§ Tarea propuesta 1
Reescribe todos los registros sustituyendo "Detect" por "Locate" y deja lo demás sin cambios.

§ Fragmento del documento

****************

Viajar se ha convertido en el motor y en el centro de mi vida y lo digo sin titubear. Ya no me interesan ni carros, ni casas, ni cuentas de banco. Ahora mis retos personales y proyectos de vida giran en torno a los viajes y de las experiencias que se fabrican en la carretera. Hoy por hoy y mirando mi pasado, recuerdo con nostalgia y alegría el camino que me ha enseñado a madurar mis anhelos y que me ha permitido conocer tantos lugares y personas en tan poco tiempo. Todos esos recuerdos me arrancan sonrisas, al mismo tiempo que hacen preguntarme sobre ese primer viaje detonador y sus benéficas consecuencias en mi presente.
Aprovecho un ratico en medio del jolgorio decembrino y de balances anuales, para darme a la difícil tarea de revolcar los recuerdos y de adentrarme en ese pasado a veces doloroso y a veces jocoso; intento buscar el momento clave en el que mi vida se echó sin remedio a la viajadera.

****************

§ Registros proporcionados
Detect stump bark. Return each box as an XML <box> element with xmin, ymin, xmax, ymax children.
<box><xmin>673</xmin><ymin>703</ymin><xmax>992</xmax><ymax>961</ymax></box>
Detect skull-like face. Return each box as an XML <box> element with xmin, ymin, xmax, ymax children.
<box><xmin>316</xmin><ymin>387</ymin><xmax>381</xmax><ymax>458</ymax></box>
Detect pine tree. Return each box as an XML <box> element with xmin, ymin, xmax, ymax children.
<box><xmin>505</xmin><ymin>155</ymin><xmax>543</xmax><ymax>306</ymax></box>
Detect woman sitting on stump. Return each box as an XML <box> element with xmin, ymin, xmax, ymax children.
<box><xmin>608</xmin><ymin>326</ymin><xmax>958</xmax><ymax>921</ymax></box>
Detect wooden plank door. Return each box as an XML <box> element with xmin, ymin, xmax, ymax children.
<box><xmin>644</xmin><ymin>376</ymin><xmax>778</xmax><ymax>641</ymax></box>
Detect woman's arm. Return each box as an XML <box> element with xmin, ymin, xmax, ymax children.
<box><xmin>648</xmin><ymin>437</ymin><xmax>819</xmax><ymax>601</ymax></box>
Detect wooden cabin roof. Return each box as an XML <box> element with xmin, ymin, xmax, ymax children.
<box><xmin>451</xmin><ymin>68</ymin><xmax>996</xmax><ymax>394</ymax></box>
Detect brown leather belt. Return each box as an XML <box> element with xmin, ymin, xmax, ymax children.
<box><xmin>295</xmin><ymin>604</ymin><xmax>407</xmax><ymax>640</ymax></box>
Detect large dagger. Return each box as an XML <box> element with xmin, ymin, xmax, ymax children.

****************

§ Tarea propuesta 2
Traduce al inglés esta oración del texto sobre los viajes: "Ya no me interesan ni carros, ni casas, ni cuentas de banco."

§ Respuesta del ejercicio 1
Locate stump bark. Return each box as an XML <box> element with xmin, ymin, xmax, ymax children.
<box><xmin>673</xmin><ymin>703</ymin><xmax>992</xmax><ymax>961</ymax></box>
Locate skull-like face. Return each box as an XML <box> element with xmin, ymin, xmax, ymax children.
<box><xmin>316</xmin><ymin>387</ymin><xmax>381</xmax><ymax>458</ymax></box>
Locate pine tree. Return each box as an XML <box> element with xmin, ymin, xmax, ymax children.
<box><xmin>505</xmin><ymin>155</ymin><xmax>543</xmax><ymax>306</ymax></box>
Locate woman sitting on stump. Return each box as an XML <box> element with xmin, ymin, xmax, ymax children.
<box><xmin>608</xmin><ymin>326</ymin><xmax>958</xmax><ymax>921</ymax></box>
Locate wooden plank door. Return each box as an XML <box> element with xmin, ymin, xmax, ymax children.
<box><xmin>644</xmin><ymin>376</ymin><xmax>778</xmax><ymax>641</ymax></box>
Locate woman's arm. Return each box as an XML <box> element with xmin, ymin, xmax, ymax children.
<box><xmin>648</xmin><ymin>437</ymin><xmax>819</xmax><ymax>601</ymax></box>
Locate wooden cabin roof. Return each box as an XML <box> element with xmin, ymin, xmax, ymax children.
<box><xmin>451</xmin><ymin>68</ymin><xmax>996</xmax><ymax>394</ymax></box>
Locate brown leather belt. Return each box as an XML <box> element with xmin, ymin, xmax, ymax children.
<box><xmin>295</xmin><ymin>604</ymin><xmax>407</xmax><ymax>640</ymax></box>
Locate large dagger. Return each box as an XML <box> element with xmin, ymin, xmax, ymax children.

§ Respuesta del ejercicio 2
I am no longer interested in cars, houses, or bank accounts.